● **Stated exercise A**
In the passage about Melbourne and his ministers, why did the chance of John Russell speaking out make Melbourne nervous?
● **Stated exercise B**
Continue the passage about Melbourne and his ministers from its last sentence.

● **Selected text**
The King’s rudeness annoyed the Ministers. Melbourne then had to soothe them. “It is best not to quarrel with him,” he would remark. “He is evidently in a state of great excitement.” But so, often, were they! Even without Brougham and Durham, they had turned out a difficult team to drive. Palmerston was rash and unmanageable, Glenelg feeble and languid; even John Russell, whom Melbourne looked on as the strong central pillar of his administration, was liable to what the cautious Melbourne considered fits of extreme indiscretion. Without a word of warning, in the Cabinet or, still worse, in public, he might come out with some dogmatic statement about his own opinions that was bound to cause a row. The chance that this might happen made Melbourne nervous. “I hope you have said nothing damn foolish,” he writes to him on one occasion. “I thought you were teeming with some imprudence yesterday.” Besides, if John Russell found himself unable to speak his mind as his principles directed, he was inclined to throw up the sponge. Three times at least, during these years, he threatened to resign: and had to be cajoled by his chief into staying in office. This irritated Melbourne. His irritation grew sharper when John Russell took upon himself to tell him that he ate too much and did not take enough exercise.

● **Stored data**
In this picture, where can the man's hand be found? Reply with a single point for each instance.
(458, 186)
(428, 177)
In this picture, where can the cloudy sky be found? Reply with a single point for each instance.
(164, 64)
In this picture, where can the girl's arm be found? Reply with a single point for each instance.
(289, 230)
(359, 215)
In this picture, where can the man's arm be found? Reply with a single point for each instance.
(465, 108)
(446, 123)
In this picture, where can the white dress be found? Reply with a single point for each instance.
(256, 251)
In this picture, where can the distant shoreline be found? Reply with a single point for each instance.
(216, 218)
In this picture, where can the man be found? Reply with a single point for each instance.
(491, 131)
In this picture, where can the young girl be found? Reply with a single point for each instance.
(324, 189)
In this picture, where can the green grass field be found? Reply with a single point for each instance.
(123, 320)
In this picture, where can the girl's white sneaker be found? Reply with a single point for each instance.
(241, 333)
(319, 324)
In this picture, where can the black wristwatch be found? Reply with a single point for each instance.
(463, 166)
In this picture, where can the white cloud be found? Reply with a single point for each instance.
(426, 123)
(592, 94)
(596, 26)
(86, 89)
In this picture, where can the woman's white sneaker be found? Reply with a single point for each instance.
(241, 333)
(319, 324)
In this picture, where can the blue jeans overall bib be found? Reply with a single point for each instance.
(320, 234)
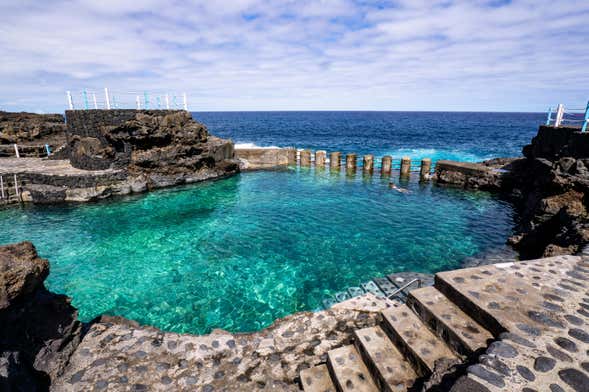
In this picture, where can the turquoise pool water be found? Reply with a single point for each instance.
(241, 252)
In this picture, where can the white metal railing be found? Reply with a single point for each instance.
(568, 116)
(105, 99)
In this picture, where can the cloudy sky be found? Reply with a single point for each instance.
(297, 55)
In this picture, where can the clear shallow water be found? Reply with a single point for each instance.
(241, 252)
(437, 135)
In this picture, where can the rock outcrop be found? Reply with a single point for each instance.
(549, 186)
(39, 330)
(32, 128)
(42, 345)
(158, 149)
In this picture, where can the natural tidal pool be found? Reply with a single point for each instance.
(240, 252)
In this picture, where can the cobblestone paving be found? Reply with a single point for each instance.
(543, 305)
(118, 357)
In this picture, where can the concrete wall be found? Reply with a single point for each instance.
(87, 123)
(265, 158)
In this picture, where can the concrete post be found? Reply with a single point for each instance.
(70, 101)
(335, 160)
(107, 98)
(291, 154)
(426, 166)
(306, 158)
(386, 165)
(368, 163)
(351, 162)
(320, 158)
(405, 166)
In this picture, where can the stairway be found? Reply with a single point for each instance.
(452, 323)
(429, 333)
(8, 192)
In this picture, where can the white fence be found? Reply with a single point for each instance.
(564, 115)
(105, 99)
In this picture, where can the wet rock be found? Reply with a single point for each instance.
(41, 327)
(21, 272)
(544, 364)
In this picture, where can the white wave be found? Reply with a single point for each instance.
(251, 145)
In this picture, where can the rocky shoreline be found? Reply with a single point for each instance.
(44, 346)
(131, 152)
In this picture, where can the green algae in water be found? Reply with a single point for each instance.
(238, 253)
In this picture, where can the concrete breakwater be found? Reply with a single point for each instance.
(117, 152)
(268, 158)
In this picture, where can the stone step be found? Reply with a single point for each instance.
(349, 371)
(489, 295)
(317, 379)
(455, 327)
(415, 340)
(388, 366)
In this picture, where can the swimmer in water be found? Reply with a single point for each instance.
(401, 190)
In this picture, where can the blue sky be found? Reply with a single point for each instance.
(297, 55)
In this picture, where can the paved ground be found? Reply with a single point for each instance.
(45, 166)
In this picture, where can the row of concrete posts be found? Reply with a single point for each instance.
(367, 163)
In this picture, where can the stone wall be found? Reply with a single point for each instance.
(265, 158)
(34, 128)
(88, 123)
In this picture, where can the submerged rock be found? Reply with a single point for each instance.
(38, 329)
(549, 186)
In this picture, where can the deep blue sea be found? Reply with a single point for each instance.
(239, 253)
(437, 135)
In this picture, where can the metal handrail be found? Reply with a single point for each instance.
(400, 289)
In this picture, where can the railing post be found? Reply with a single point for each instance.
(584, 128)
(70, 101)
(548, 119)
(559, 115)
(85, 94)
(107, 99)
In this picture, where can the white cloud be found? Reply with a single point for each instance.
(328, 54)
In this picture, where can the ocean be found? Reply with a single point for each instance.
(459, 136)
(239, 253)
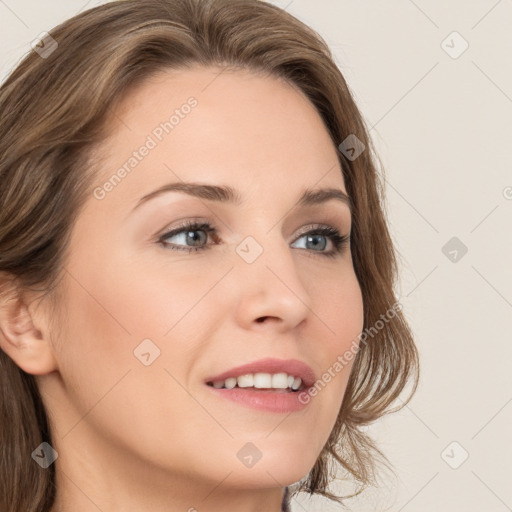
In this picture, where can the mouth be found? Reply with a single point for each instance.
(269, 382)
(269, 385)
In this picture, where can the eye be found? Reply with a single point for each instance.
(317, 240)
(193, 236)
(189, 237)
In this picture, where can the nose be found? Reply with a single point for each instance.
(270, 290)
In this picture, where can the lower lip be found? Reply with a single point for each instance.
(272, 401)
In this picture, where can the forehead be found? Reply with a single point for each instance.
(208, 124)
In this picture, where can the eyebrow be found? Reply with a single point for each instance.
(226, 194)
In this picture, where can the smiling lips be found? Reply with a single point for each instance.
(268, 384)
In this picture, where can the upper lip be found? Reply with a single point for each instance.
(270, 365)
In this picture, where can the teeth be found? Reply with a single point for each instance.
(230, 383)
(246, 381)
(261, 381)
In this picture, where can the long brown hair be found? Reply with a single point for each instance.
(54, 111)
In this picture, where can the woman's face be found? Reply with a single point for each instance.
(148, 319)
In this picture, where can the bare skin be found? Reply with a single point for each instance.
(132, 437)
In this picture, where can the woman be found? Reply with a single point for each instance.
(197, 307)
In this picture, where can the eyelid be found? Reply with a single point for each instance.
(336, 236)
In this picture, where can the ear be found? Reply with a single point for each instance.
(24, 332)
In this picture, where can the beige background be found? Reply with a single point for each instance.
(443, 128)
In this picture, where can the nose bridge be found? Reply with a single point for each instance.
(269, 283)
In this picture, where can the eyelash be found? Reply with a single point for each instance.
(338, 240)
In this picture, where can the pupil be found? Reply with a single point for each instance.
(192, 237)
(314, 238)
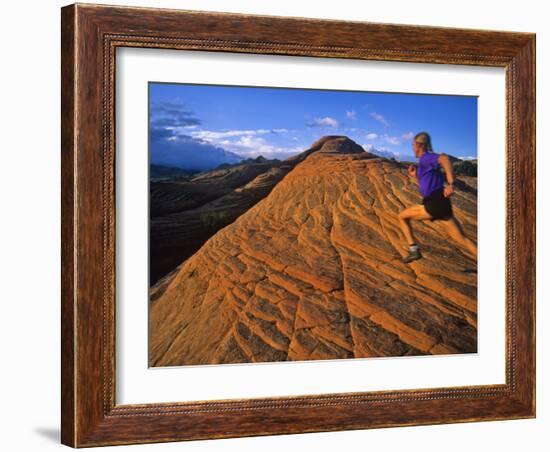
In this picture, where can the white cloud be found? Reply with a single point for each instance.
(210, 135)
(323, 122)
(380, 119)
(246, 143)
(394, 141)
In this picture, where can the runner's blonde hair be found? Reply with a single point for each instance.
(425, 139)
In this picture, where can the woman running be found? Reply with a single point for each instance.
(436, 202)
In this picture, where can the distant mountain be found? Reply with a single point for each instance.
(159, 172)
(186, 152)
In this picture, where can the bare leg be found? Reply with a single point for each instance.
(415, 212)
(453, 228)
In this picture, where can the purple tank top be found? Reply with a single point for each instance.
(428, 173)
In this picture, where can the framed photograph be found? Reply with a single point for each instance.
(280, 225)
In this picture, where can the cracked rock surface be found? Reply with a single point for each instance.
(313, 271)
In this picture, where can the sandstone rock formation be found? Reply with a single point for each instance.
(313, 271)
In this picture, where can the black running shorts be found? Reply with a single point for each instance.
(438, 206)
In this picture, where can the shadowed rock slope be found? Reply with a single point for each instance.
(313, 271)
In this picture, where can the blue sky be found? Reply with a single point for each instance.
(280, 122)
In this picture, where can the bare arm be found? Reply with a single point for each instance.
(447, 165)
(412, 172)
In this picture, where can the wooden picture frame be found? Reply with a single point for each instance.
(90, 36)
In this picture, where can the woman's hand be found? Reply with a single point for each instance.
(448, 191)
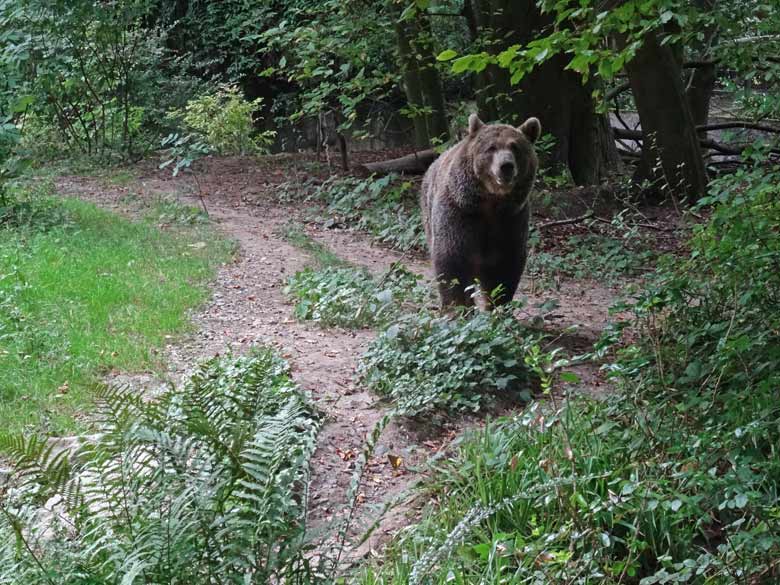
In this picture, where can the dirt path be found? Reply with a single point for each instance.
(248, 307)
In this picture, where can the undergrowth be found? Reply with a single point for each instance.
(426, 361)
(353, 297)
(82, 292)
(205, 485)
(675, 478)
(385, 207)
(592, 256)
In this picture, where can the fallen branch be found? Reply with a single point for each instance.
(644, 225)
(638, 136)
(415, 164)
(746, 125)
(570, 221)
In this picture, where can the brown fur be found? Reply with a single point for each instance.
(475, 216)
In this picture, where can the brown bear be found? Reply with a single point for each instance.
(475, 211)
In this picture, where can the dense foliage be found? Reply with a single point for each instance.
(349, 297)
(205, 484)
(425, 361)
(675, 478)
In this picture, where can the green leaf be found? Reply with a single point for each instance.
(447, 55)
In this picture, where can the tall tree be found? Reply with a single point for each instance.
(671, 156)
(558, 97)
(422, 83)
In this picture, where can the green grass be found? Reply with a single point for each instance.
(86, 294)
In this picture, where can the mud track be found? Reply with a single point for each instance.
(248, 307)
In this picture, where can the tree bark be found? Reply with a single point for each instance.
(699, 94)
(671, 156)
(563, 104)
(422, 83)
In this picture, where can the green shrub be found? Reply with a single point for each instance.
(226, 121)
(675, 478)
(351, 297)
(206, 484)
(387, 208)
(593, 256)
(426, 361)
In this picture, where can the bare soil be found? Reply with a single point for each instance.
(248, 307)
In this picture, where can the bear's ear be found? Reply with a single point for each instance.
(532, 129)
(474, 124)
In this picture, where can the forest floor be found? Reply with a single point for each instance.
(248, 306)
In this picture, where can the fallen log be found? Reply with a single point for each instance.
(412, 164)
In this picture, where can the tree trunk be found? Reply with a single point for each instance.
(563, 104)
(699, 94)
(422, 83)
(671, 157)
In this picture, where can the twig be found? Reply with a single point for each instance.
(644, 225)
(570, 221)
(739, 124)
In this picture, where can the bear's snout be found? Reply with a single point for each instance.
(507, 170)
(504, 167)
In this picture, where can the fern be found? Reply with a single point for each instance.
(205, 485)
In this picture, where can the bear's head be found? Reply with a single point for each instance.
(503, 155)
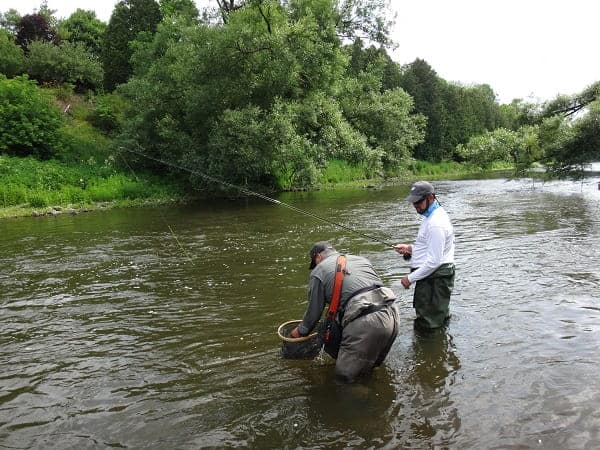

● **Task response A**
Russell might, without any warning, make a dogmatic statement about his own opinions in the Cabinet or, still worse, in public. Such a statement was bound to cause a row.

● **Task response B**
The King and his colleagues were not the only people to give Melbourne trouble. There was the Radical wing of his party exploding in righteous wrath every time he made a concession to the Tories: there was the Opposition in the House of Lords, always on their toes to trip the Government up, factious, carping, asking awkward questions and exulting in ugly pleasure over any Whig slip. It was true that Peel, for his own good reasons, did his best to keep them in check. But Melbourne could not feel that this was done in a spirit of sporting goodwill. Peel, in his view, was a cold, ungenerous, ungenial type of man—“Not a horse into whose stable you should go unadvisedly and without speaking to him before!” he warned John Russell; and again “he is cross and sarcastic which I take to be the nature of the man: it is only prudence and calculation which make him otherwise.”

Altogether, being Prime Minister was fully as troublesome as he had feared. Gradually the strain began to tell on his nerves. He slept very badly, and suffered from rheumatic attacks that kept him in bed for days at a time. Every month brought some new abortive crisis: every crisis left the Government a little more discredited. The nadir was reached in the late summer of 1836 after the Government had suffered a series of defeats in the House of Lords and every one—King, Irish, Radicals—seemed in a thoroughly bad temper. “It would try the patience of an ass,” Melbourne broke out one day. For the first time he began to wonder whether it might not be wiser to resign.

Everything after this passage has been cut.